▸ TASK ITEM: When a line of the entries below contains "table", it counts once; state how many such lines there are and nothing else.

▸ DATA:
Content starts

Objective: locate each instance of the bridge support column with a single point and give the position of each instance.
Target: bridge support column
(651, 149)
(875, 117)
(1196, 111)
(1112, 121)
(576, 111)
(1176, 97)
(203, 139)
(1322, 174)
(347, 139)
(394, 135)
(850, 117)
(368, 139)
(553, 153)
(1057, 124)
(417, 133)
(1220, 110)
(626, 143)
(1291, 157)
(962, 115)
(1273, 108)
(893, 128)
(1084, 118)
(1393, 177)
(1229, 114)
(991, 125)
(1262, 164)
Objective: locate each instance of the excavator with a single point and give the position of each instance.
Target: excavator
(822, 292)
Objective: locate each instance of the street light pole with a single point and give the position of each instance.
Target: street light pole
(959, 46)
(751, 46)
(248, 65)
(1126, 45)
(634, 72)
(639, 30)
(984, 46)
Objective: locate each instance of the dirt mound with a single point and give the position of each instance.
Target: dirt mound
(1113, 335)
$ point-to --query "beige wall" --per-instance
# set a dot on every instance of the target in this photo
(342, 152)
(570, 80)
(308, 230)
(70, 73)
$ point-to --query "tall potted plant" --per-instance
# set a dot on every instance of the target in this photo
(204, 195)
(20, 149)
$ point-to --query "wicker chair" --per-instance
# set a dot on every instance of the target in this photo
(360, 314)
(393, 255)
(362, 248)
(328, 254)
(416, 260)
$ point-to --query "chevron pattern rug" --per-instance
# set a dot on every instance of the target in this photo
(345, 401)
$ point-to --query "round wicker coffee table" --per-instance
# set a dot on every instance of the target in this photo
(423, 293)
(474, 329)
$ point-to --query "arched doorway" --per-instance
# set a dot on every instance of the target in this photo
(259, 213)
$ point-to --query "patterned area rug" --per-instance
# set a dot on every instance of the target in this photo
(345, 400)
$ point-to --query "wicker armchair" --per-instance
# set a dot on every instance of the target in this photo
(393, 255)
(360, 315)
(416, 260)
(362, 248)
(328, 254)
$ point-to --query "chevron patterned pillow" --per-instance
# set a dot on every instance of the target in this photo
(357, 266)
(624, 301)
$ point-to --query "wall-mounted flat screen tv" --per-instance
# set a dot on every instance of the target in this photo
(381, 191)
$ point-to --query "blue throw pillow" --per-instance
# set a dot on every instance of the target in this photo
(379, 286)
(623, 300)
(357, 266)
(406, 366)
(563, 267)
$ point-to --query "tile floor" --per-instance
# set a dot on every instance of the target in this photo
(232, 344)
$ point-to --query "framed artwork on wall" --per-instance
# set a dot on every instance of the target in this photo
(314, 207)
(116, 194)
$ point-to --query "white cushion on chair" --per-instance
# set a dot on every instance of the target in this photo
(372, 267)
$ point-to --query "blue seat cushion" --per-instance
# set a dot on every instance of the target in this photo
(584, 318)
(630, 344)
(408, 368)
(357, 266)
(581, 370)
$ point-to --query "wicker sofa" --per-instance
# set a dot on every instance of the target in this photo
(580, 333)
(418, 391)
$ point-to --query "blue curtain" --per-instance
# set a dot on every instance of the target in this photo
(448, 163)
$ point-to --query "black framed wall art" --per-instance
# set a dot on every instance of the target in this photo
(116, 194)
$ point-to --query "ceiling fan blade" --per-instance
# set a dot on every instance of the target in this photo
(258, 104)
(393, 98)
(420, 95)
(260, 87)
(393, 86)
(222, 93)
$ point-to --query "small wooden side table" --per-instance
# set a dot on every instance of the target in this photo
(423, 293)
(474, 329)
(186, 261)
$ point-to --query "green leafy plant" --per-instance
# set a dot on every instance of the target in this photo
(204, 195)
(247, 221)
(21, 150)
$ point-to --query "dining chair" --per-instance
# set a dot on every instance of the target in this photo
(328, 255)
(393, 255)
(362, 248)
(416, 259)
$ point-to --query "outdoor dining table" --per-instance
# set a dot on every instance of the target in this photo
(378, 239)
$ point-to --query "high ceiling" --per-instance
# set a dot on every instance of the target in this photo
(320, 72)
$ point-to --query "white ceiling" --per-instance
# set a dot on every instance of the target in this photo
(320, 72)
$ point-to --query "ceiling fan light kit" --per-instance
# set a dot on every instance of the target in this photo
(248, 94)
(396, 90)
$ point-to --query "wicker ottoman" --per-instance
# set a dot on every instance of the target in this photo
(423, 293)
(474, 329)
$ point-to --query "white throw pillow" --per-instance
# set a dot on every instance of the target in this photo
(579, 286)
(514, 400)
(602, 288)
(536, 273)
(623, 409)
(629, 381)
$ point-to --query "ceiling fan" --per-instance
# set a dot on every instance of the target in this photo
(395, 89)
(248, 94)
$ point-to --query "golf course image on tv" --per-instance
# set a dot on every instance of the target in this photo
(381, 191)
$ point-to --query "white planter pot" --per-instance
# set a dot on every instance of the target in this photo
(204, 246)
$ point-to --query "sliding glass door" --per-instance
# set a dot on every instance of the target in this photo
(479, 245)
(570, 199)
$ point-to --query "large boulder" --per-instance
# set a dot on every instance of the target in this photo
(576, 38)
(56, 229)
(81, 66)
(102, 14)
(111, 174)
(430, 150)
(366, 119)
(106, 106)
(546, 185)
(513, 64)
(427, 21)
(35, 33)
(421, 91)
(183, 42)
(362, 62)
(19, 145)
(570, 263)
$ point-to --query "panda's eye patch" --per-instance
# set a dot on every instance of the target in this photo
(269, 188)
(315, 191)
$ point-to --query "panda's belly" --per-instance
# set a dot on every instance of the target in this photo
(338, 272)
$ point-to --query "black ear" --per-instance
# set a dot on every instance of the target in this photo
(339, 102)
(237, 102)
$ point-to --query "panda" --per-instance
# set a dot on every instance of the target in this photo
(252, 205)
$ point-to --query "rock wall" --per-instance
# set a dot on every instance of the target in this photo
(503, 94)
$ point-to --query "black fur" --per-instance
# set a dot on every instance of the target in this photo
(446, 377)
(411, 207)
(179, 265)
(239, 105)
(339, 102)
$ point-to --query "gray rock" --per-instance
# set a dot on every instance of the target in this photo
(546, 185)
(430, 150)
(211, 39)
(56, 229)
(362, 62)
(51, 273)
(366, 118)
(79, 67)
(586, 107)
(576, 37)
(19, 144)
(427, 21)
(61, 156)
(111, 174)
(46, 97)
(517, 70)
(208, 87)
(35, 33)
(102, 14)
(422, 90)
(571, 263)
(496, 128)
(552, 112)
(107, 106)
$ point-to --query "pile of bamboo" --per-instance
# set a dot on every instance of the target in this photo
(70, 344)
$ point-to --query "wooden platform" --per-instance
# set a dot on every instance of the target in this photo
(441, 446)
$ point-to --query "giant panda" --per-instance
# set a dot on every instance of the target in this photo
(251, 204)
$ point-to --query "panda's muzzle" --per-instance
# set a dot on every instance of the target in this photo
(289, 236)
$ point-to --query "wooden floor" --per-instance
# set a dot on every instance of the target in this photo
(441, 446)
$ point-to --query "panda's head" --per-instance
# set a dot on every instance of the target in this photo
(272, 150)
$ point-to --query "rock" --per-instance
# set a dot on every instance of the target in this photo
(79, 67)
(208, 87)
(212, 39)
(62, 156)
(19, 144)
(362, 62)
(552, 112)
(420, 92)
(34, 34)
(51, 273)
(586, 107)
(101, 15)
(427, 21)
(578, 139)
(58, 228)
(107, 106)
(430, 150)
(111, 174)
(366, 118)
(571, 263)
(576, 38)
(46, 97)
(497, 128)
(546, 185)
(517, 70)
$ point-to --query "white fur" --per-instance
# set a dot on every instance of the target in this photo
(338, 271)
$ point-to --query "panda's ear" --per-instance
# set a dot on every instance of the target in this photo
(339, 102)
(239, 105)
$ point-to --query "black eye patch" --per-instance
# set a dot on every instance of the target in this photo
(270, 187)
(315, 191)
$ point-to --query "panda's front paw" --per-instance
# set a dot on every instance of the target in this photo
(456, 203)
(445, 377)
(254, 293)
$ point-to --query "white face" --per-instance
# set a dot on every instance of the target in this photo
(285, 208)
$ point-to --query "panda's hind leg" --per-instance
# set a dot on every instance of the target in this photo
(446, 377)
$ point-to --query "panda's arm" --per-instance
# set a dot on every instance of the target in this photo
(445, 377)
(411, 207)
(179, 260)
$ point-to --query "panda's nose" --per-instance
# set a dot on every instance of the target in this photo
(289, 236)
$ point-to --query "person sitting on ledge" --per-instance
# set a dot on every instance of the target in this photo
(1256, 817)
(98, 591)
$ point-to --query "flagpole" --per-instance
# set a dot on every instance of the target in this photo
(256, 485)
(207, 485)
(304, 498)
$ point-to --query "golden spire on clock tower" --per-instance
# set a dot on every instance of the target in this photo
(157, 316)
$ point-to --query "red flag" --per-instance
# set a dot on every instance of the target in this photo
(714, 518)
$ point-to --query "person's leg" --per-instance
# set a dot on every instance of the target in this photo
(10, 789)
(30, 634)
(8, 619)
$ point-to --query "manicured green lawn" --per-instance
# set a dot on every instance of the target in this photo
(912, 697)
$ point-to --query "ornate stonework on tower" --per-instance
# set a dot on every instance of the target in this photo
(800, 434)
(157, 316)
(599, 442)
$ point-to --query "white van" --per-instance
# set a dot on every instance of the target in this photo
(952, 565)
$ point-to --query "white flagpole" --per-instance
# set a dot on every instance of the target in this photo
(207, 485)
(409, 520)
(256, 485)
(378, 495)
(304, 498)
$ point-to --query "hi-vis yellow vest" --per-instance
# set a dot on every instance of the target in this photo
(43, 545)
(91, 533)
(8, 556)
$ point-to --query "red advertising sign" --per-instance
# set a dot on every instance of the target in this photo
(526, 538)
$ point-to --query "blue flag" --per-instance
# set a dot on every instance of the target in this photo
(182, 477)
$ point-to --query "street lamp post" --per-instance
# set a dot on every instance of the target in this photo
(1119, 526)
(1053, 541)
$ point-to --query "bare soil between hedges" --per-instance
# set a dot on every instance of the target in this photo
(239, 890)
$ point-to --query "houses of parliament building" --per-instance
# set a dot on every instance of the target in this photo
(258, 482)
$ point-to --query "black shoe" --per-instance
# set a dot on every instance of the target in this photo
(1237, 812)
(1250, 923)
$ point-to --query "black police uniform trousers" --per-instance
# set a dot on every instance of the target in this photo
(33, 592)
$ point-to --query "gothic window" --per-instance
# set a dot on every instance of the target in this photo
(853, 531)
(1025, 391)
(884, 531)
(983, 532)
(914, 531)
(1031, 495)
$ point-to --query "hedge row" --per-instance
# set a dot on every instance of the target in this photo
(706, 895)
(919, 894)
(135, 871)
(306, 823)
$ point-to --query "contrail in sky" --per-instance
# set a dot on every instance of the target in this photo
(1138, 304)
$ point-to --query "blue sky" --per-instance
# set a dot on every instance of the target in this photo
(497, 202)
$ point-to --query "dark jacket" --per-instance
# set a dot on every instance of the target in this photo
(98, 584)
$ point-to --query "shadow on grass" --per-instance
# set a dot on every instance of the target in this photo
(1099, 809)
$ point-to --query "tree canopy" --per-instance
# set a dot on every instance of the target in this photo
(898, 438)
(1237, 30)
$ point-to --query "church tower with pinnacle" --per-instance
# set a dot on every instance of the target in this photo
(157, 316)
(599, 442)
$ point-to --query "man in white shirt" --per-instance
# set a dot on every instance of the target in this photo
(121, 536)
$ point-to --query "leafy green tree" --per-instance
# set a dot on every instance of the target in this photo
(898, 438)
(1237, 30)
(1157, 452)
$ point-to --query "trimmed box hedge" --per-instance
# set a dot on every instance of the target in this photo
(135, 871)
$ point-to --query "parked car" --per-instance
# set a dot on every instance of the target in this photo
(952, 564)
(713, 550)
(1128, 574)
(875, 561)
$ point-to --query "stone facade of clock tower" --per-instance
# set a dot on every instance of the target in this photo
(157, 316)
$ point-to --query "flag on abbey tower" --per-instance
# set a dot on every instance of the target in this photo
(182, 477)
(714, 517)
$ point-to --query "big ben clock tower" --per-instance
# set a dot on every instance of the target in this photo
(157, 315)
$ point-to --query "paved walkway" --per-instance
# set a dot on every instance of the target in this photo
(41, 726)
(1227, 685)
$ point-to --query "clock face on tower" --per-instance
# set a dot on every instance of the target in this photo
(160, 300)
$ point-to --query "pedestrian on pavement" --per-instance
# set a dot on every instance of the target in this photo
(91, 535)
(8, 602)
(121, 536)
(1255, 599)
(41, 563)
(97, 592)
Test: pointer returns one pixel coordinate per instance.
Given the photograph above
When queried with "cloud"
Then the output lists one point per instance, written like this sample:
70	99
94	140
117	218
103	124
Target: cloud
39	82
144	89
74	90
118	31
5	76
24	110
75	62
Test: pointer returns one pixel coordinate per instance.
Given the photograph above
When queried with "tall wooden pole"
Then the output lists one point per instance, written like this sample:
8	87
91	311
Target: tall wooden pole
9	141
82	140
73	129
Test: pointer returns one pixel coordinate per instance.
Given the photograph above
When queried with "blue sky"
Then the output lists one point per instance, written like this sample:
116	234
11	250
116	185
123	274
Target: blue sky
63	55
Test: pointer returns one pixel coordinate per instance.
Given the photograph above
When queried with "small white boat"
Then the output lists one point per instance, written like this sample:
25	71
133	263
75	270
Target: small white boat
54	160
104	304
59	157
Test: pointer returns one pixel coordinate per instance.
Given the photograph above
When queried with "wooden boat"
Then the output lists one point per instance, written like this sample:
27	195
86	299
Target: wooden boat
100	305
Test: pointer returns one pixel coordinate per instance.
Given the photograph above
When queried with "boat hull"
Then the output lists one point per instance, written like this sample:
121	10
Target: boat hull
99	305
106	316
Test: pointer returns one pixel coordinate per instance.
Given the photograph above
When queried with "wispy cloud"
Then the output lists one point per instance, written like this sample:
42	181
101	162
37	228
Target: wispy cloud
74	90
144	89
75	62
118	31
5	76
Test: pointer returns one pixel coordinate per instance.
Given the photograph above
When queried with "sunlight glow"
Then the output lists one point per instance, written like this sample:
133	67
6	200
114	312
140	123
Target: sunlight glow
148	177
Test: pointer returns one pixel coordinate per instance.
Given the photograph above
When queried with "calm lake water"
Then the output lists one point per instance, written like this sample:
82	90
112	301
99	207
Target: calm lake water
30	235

Content ends

▸ EXERCISE ANSWER: 3